- **Work to complete**:
- 1) Answer these questions from the piece about Southern bars, one line each:
(a) Which song became the opening theme for The Sopranos?
(b) How did R. L. Burnside secure his refrigerator?
(c) Who is the bartender named in the photo caption?
- 2) In the piece about Southern bars, copy the passage starting with "And why the" and going on through "refill the icebox.", swapping "refrigerator" for "fridge".
- 3) Write the next part of the essay on why the South has so many perfect bars, picking up after its final sentence.

Food & Drink

The Perfect Bar

And why the South has so many of them

Photo: Cedric Angeles

Arnaud's French 75 bartender Chris Hannah at work.

Toward the end of R. L. Burnside’s life, some television producers selected the North Mississippi blues shouter’s bleak, magisterial ode “Woke Up This Morning” as the opening theme for The Sopranos series. A little money began lapping at R. L.’s ankles. Not much changed for him except that he had to padlock his refrigerator with a stout porch-swing chain run through the handle—relatives and friends had begun dropping by when he was out and helping themselves to the potables, on the theory that the TV money would automatically refill the icebox.

“I made a New Year’s resolution,” he announced at a concert during this period. “I decided I was gonna quit drinkin’, unless I was by myself, or with somebody.”
Taking a cue from his impeccable logic, this is our theory: The South has produced such excellent establishments in which to drink “with somebody” because we have created such a cornucopia of fine, local, organically grown reasons to drink. Here are a few: Fishing. No fishing. Summer. Failing summer, Mardi Gras. Weeklong cotillions and/or “telephone book” weddings. Recovery from weeklong cotillions and/or “telephone book” weddings. SEC football championship, won. SEC football championship, lost. Cotton crop, good. Cotton crop, bad.

- **Provided records**:
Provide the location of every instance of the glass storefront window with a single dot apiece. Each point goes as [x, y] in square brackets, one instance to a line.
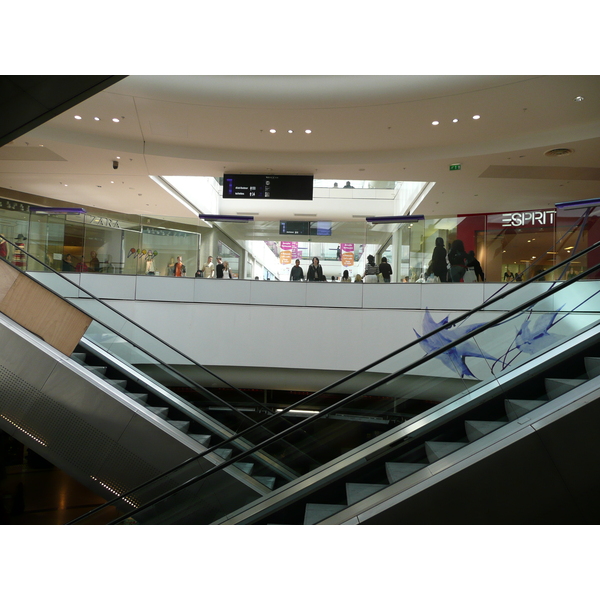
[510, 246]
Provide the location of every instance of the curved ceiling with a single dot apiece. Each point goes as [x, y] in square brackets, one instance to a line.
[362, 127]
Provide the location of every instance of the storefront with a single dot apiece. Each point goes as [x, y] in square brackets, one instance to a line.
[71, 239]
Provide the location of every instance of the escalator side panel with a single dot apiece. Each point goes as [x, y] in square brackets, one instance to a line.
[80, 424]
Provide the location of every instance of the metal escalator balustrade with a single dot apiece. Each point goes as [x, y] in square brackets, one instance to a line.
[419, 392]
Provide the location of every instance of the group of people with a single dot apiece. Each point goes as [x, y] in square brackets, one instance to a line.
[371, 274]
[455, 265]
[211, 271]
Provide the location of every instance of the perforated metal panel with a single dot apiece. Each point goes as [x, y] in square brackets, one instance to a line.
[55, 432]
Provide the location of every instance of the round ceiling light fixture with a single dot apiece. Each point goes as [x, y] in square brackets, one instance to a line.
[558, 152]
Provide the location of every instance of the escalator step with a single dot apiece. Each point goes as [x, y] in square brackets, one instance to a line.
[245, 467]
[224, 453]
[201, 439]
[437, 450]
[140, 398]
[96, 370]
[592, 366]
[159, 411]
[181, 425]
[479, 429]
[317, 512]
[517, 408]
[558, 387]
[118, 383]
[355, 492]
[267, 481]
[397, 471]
--
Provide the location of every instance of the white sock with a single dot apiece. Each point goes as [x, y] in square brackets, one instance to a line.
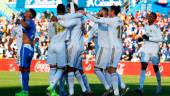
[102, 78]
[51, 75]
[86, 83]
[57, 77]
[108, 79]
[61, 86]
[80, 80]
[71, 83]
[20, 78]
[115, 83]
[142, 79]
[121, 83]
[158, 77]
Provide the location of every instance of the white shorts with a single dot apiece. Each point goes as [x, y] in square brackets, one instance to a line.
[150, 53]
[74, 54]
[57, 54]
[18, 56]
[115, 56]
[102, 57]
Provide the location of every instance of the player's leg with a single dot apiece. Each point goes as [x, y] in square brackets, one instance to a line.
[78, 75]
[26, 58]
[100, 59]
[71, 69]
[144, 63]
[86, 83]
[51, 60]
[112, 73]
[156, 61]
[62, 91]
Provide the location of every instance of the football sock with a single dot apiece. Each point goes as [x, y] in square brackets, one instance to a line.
==
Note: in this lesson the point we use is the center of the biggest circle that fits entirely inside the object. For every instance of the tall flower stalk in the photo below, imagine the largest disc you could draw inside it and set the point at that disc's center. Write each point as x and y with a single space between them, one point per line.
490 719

- **Task-by-task answers**:
- 1)
(a) "Woke Up This Morning"
(b) He padlocked it with a stout porch-swing chain run through the handle.
(c) Chris Hannah, Arnaud's French 75 bartender

- 2)
And why the South has so many of them

Photo: Cedric Angeles

Arnaud's French 75 bartender Chris Hannah at work.

Toward the end of R. L. Burnside’s life, some television producers selected the North Mississippi blues shouter’s bleak, magisterial ode “Woke Up This Morning” as the opening theme for The Sopranos series. A little money began lapping at R. L.’s ankles. Not much changed for him except that he had to padlock his fridge with a stout porch-swing chain run through the handle—relatives and friends had begun dropping by when he was out and helping themselves to the potables, on the theory that the TV money would automatically refill the icebox.

- 3)
And so forth, covering every aspect of life, place, season, and hour of the day. The bars of the South have been designed to cradle and nurture this universe of infinite possibility. Take the dark, beautiful Esquire Tavern in San Antonio, established in 1933. The Esquire fronts onto Commerce Street but backs onto the River Walk—so that the caballeros entering the long tin-ceilinged room are accompanied on the left for the entire distance from street to river by nearly a hundred feet of oak bar. Walking along it, you think it will stop because the Texas boys must eventually have run out of wood. But—like Texas as a place and Texans as a people—the Esquire’s bar doesn’t stop until it hits the river. Being in the Esquire is by definition being “at” the bar.

The perfectly ramshackle Snake and Jake's in New Orleans.

Photo: Cedric Angeles

Dive In

The perfectly ramshackle Snake and Jake’s in New Orleans.

Great Southern bars are often at the edges of something big. At the Lorelei, the Islamorada watering hole on Upper Matecumbe Key in the Florida Keys beloved by backcountry guides and fishermen, a snowy egret patrols the rail next to the bar. Nobody pays him any mind, which is why he’s so comfortable hopping from the rail to the tables as the guides assess the tides and the moon and the performance of the tarpon over drinks at sunset. The egret is straight out of a Melville novel, a portentous beast of the wilderness, standing sentinel as the fishermen plot yet another invasion of his territory. The Lorelei is the last bit of civilization the guides see as they make the twenty-five-mile run in their skiffs for the backcountry, and the first bit of civilization they see as they return.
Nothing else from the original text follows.